_What the task asks_
Establish the number of lines below that contain the string "porch". State that number alone.

[Dataset entries]
•••

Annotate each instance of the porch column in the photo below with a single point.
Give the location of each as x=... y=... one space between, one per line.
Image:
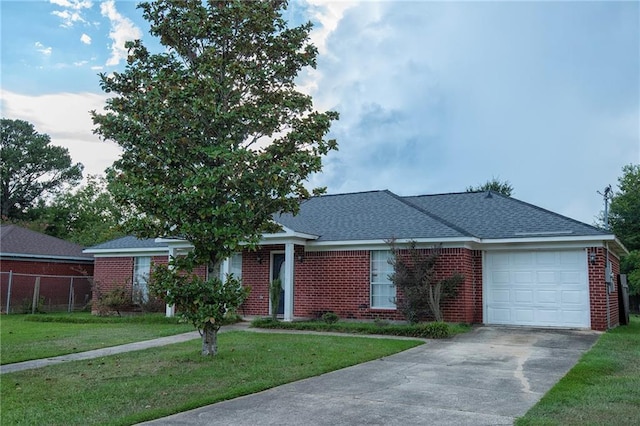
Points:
x=288 y=281
x=170 y=310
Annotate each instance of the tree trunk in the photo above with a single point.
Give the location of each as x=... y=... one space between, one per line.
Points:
x=209 y=340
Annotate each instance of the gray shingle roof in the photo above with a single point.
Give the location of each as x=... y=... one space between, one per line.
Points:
x=15 y=240
x=490 y=215
x=381 y=215
x=129 y=242
x=365 y=216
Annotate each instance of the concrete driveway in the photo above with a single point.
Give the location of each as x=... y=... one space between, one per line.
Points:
x=489 y=376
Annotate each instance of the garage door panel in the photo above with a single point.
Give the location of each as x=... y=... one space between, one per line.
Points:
x=546 y=258
x=547 y=316
x=573 y=277
x=575 y=318
x=499 y=315
x=523 y=296
x=537 y=288
x=500 y=277
x=523 y=277
x=547 y=296
x=569 y=297
x=546 y=277
x=501 y=295
x=524 y=316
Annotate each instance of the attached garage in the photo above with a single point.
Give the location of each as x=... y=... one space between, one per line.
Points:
x=547 y=288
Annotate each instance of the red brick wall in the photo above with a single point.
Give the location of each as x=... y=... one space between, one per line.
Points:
x=113 y=272
x=598 y=291
x=339 y=281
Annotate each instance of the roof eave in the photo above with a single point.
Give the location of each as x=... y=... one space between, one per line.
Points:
x=27 y=256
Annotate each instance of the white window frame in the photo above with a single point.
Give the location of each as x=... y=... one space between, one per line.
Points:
x=231 y=265
x=382 y=290
x=141 y=271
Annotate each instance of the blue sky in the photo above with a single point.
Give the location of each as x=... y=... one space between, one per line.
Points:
x=433 y=96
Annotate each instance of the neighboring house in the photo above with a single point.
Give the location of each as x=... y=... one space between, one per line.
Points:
x=59 y=267
x=522 y=265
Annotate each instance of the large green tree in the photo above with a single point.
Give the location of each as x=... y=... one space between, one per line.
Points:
x=31 y=168
x=494 y=185
x=215 y=136
x=624 y=213
x=624 y=219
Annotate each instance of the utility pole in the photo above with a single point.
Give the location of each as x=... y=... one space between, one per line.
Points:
x=608 y=278
x=607 y=195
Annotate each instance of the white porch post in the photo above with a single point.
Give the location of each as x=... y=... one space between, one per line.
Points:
x=288 y=281
x=170 y=310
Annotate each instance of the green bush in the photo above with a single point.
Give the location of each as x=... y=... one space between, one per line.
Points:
x=431 y=330
x=330 y=317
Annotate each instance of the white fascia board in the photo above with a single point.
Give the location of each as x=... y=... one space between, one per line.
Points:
x=131 y=252
x=177 y=243
x=558 y=242
x=459 y=242
x=23 y=256
x=287 y=235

•••

_Result below_
2